▼▼▼
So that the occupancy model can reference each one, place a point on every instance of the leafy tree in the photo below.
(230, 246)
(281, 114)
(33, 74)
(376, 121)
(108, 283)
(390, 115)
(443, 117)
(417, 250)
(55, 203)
▲▲▲
- **Prompt**
Rewrite the listing above in full, keeping each request as it stands, but shift every coordinate in the answers by adding 148 to both numbers.

- **The reply**
So that the occupancy model can reference each one, place a point on every instance of the leafy tree in the photo below.
(378, 394)
(429, 262)
(181, 222)
(524, 269)
(256, 431)
(538, 263)
(591, 265)
(565, 398)
(203, 351)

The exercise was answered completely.